━━ Provided entries ━━

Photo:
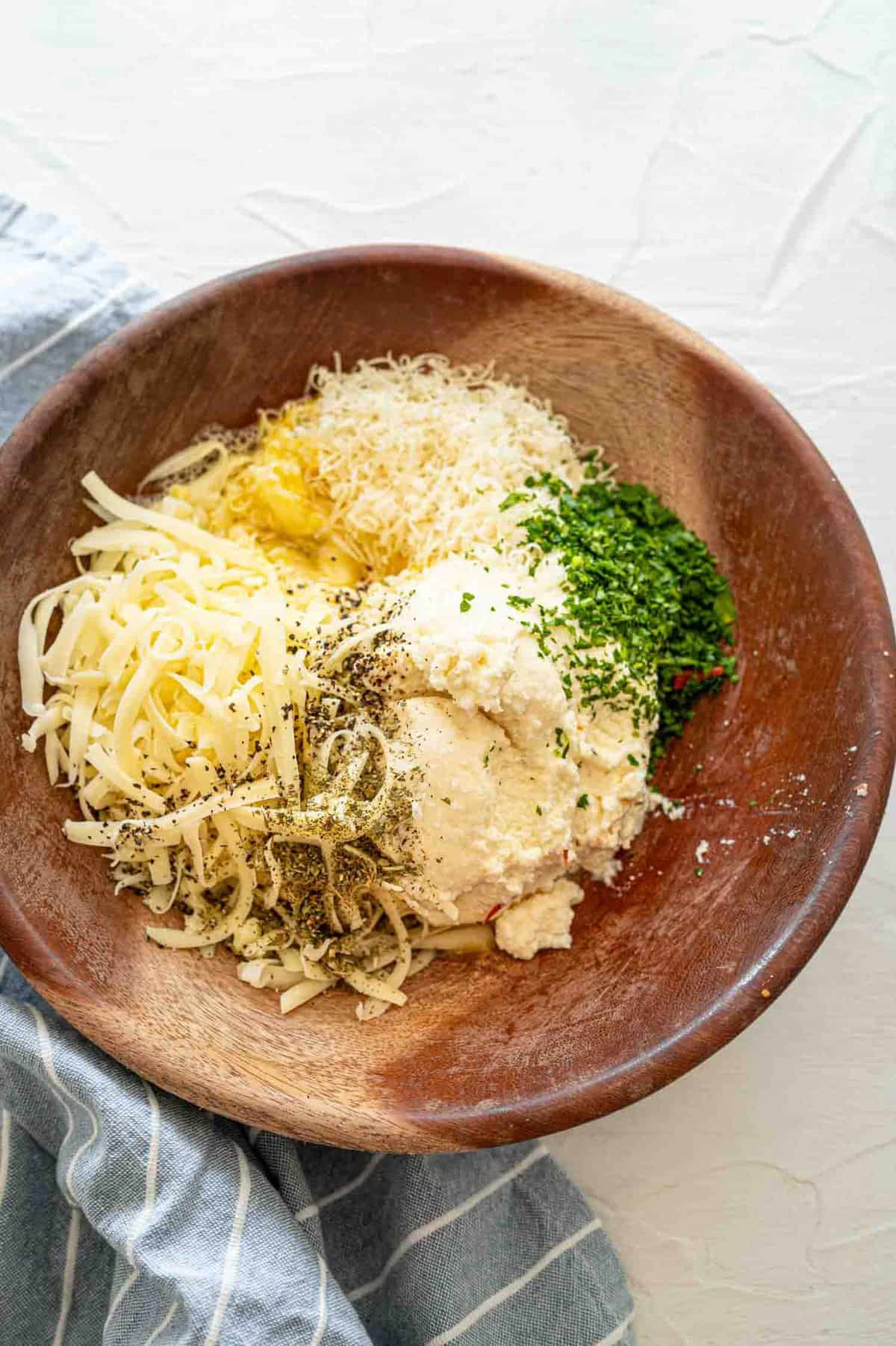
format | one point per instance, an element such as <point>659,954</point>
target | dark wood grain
<point>668,967</point>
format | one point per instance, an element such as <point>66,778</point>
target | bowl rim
<point>584,1097</point>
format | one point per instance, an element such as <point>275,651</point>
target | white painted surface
<point>732,162</point>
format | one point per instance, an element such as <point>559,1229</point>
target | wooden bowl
<point>665,968</point>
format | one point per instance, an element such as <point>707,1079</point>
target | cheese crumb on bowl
<point>367,682</point>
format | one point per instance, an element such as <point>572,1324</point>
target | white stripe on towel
<point>417,1235</point>
<point>515,1286</point>
<point>69,328</point>
<point>231,1256</point>
<point>322,1305</point>
<point>46,1053</point>
<point>307,1212</point>
<point>67,1277</point>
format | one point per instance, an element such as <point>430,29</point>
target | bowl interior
<point>665,967</point>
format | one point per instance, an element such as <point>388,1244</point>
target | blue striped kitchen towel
<point>131,1217</point>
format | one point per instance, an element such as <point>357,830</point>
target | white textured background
<point>732,162</point>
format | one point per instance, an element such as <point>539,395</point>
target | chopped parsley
<point>514,499</point>
<point>650,620</point>
<point>561,739</point>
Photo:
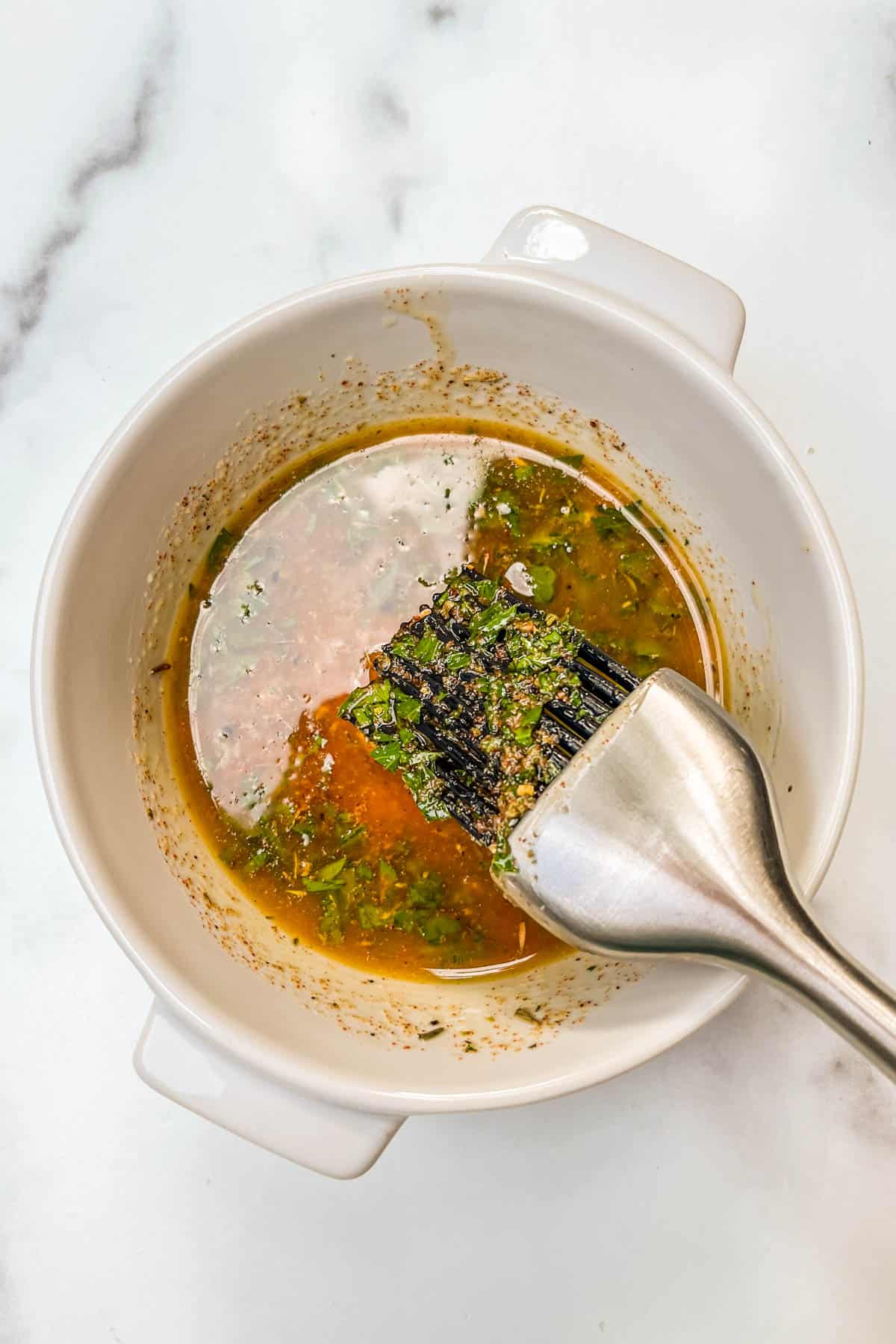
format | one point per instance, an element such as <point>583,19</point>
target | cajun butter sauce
<point>323,564</point>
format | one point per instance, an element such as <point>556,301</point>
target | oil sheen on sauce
<point>321,566</point>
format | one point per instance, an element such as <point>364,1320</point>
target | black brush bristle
<point>480,702</point>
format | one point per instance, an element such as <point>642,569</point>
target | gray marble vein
<point>27,300</point>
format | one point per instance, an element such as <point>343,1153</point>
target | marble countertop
<point>167,168</point>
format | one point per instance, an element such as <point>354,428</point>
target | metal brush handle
<point>795,954</point>
<point>662,839</point>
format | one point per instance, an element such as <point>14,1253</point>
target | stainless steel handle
<point>801,959</point>
<point>662,839</point>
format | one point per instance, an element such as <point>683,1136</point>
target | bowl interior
<point>462,339</point>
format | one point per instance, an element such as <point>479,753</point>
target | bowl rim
<point>225,1031</point>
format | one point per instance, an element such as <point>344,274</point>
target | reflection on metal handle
<point>662,839</point>
<point>801,959</point>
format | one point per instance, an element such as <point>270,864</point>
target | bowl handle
<point>702,308</point>
<point>332,1140</point>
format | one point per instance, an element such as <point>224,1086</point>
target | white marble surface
<point>167,168</point>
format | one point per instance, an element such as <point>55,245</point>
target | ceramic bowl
<point>564,326</point>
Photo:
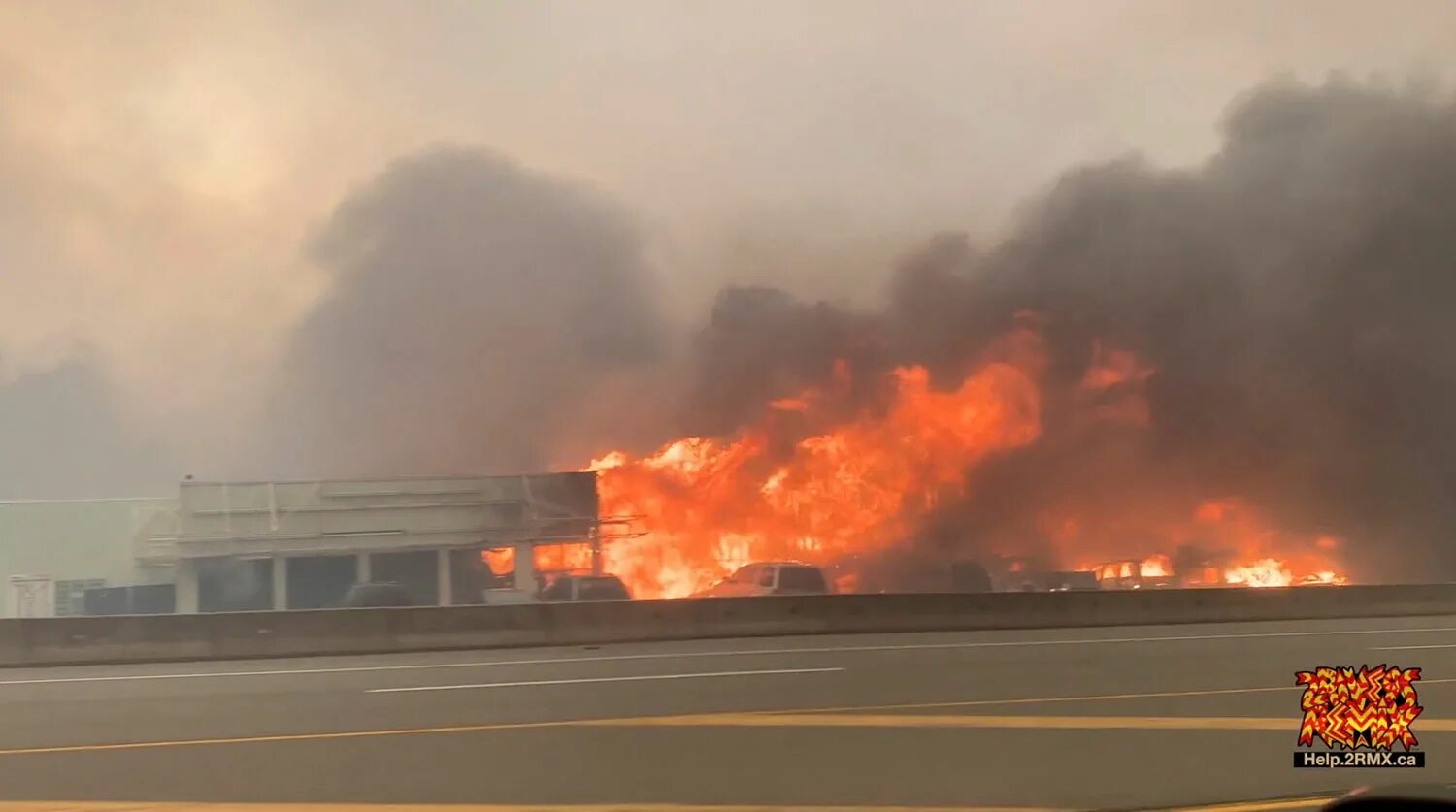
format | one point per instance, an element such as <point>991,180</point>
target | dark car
<point>1400,796</point>
<point>378,596</point>
<point>585,588</point>
<point>1072,581</point>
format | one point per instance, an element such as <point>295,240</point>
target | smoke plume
<point>482,317</point>
<point>1293,296</point>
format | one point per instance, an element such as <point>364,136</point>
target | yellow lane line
<point>1040,700</point>
<point>1289,725</point>
<point>188,806</point>
<point>1258,805</point>
<point>305,736</point>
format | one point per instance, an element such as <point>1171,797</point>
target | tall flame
<point>814,483</point>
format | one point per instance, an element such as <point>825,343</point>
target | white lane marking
<point>734,652</point>
<point>701,675</point>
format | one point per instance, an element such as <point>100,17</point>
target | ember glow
<point>812,482</point>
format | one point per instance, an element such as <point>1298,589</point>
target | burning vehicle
<point>826,480</point>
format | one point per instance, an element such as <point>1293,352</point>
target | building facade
<point>258,546</point>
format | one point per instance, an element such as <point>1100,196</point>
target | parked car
<point>1071,581</point>
<point>585,588</point>
<point>378,596</point>
<point>771,578</point>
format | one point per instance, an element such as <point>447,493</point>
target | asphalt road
<point>1066,719</point>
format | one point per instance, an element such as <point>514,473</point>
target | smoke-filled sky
<point>224,223</point>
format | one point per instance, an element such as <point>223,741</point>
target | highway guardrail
<point>379,631</point>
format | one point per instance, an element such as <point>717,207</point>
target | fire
<point>1228,543</point>
<point>850,486</point>
<point>821,482</point>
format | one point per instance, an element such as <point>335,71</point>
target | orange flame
<point>856,483</point>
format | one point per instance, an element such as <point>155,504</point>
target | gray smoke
<point>482,319</point>
<point>63,434</point>
<point>1295,293</point>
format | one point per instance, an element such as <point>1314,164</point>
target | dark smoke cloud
<point>1295,294</point>
<point>483,319</point>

━━━

▶ _Goal_
Can you copy the listing from its beginning up to and including the line with "<point>584,1097</point>", swapping "bowl rim" for "bowl edge", changing nothing else, and leaving the pictures out?

▶ _Exercise solution_
Photo:
format | one point per instance, an element such as <point>659,954</point>
target | dark wood grain
<point>668,967</point>
format | one point per instance, an element such as <point>66,778</point>
target | bowl edge
<point>584,1097</point>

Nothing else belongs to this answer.